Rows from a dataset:
+++

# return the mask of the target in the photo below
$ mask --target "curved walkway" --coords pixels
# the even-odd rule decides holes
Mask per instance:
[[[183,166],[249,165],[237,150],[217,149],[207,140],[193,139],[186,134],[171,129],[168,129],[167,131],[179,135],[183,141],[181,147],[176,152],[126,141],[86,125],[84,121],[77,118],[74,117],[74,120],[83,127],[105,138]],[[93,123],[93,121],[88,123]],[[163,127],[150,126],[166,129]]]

+++

• Required work
Could you write out all of the data above again, keeping every line the same?

• In response
# return the mask of the target in the photo below
$ mask --target "curved walkway" --coords pixels
# the even-odd rule decides holes
Mask per instance:
[[[183,166],[249,165],[237,150],[217,149],[207,140],[193,139],[186,134],[171,129],[168,129],[167,131],[179,135],[183,141],[181,147],[176,152],[126,141],[86,125],[84,121],[77,118],[74,117],[74,120],[83,127],[105,138]],[[93,123],[93,121],[88,123]],[[163,127],[150,126],[166,129]]]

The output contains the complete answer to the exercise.